#### Data in this exercise
+-------+

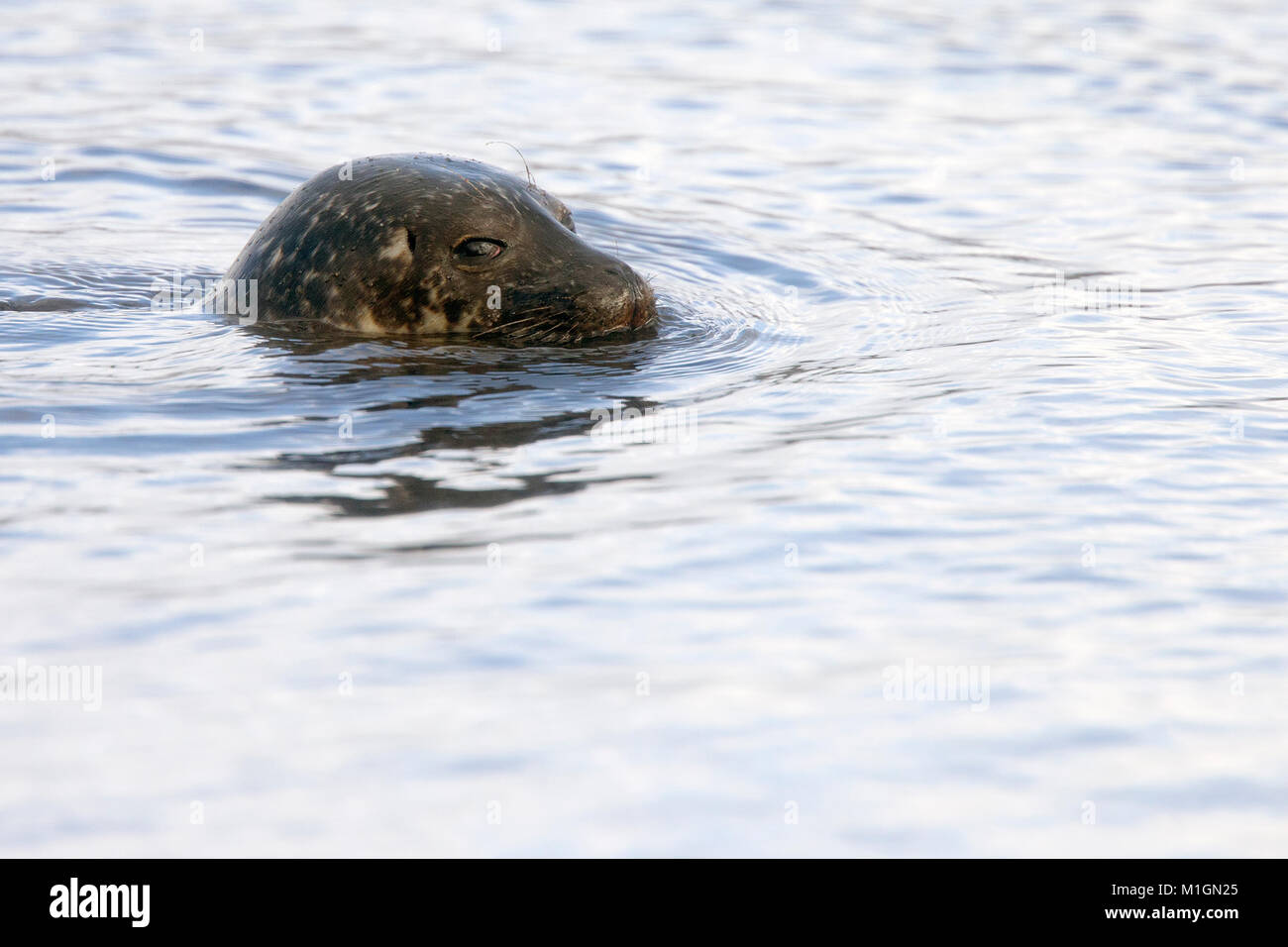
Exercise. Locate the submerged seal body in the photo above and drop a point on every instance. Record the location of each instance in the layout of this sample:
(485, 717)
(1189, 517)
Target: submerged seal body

+-------+

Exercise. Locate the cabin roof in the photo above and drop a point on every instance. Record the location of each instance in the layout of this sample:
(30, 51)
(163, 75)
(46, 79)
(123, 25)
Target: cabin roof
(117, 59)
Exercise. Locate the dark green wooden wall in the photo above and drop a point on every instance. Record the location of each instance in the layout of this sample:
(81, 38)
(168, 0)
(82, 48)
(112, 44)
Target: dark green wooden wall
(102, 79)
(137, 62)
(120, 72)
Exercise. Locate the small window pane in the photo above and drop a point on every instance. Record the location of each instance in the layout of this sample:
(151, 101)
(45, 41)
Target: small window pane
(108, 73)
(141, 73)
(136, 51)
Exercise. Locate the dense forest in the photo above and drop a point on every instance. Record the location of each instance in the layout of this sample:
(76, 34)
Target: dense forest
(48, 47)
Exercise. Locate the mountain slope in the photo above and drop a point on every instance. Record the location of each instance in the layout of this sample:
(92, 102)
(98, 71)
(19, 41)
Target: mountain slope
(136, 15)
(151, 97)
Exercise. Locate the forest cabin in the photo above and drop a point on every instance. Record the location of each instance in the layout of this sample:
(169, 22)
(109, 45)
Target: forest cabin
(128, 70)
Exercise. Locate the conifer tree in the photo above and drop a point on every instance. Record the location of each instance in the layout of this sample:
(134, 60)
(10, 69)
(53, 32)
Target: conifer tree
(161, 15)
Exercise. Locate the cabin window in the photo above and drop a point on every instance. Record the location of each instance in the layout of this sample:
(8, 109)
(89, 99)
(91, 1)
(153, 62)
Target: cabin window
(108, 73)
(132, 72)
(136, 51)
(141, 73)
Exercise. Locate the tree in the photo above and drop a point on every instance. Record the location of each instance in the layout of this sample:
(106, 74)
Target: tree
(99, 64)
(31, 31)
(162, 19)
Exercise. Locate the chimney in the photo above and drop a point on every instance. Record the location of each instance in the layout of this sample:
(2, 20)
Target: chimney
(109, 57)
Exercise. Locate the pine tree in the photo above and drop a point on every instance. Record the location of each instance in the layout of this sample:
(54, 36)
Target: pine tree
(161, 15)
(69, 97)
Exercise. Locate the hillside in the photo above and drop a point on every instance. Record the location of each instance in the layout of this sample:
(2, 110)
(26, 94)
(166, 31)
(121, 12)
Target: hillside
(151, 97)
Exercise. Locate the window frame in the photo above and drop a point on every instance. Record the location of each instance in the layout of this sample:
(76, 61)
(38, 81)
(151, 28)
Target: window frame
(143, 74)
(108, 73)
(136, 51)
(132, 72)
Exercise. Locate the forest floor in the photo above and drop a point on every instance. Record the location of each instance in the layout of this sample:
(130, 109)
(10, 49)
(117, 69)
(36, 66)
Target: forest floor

+-------+

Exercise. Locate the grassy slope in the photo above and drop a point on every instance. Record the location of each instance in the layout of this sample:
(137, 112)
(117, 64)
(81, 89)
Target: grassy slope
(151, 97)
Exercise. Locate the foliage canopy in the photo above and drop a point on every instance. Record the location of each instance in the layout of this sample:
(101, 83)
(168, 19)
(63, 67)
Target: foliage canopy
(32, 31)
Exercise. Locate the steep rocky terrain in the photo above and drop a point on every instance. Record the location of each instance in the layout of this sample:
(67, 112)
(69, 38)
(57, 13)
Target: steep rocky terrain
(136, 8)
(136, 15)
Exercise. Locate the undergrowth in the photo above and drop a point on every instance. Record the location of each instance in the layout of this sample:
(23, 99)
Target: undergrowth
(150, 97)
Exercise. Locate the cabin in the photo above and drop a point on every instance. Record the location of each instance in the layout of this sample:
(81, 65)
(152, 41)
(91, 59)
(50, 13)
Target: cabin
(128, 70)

+-------+

#### Problem statement
Quote word for word the lines from the one containing "Exercise. Locate the submerged" up to and including the one containing "Target: submerged seal body". Give only those lines.

#### Solution for this exercise
Exercise. Locate the submerged seal body in the photo above and drop a point on every instance. Record the location of each instance in the layout of this sample:
(485, 717)
(1189, 517)
Target: submerged seal body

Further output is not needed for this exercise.